Directive:
Format the listing below as a two-column CSV with the headers input and output, one row per item, putting its text under input and its answer under output. Enclose every field in double quotes and replace line breaks with spaces.

Stored data
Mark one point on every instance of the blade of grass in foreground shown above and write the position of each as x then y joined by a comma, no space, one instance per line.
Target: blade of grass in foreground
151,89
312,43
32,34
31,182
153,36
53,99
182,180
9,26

Written response:
input,output
"Mark one point on every instance of the blade of grass in foreground shown above and write the position of each as x then y joined by a comma, no space, one instance per line. Target: blade of grass in foreground","151,89 312,43 32,34 31,182 153,36 53,99 182,180 9,26"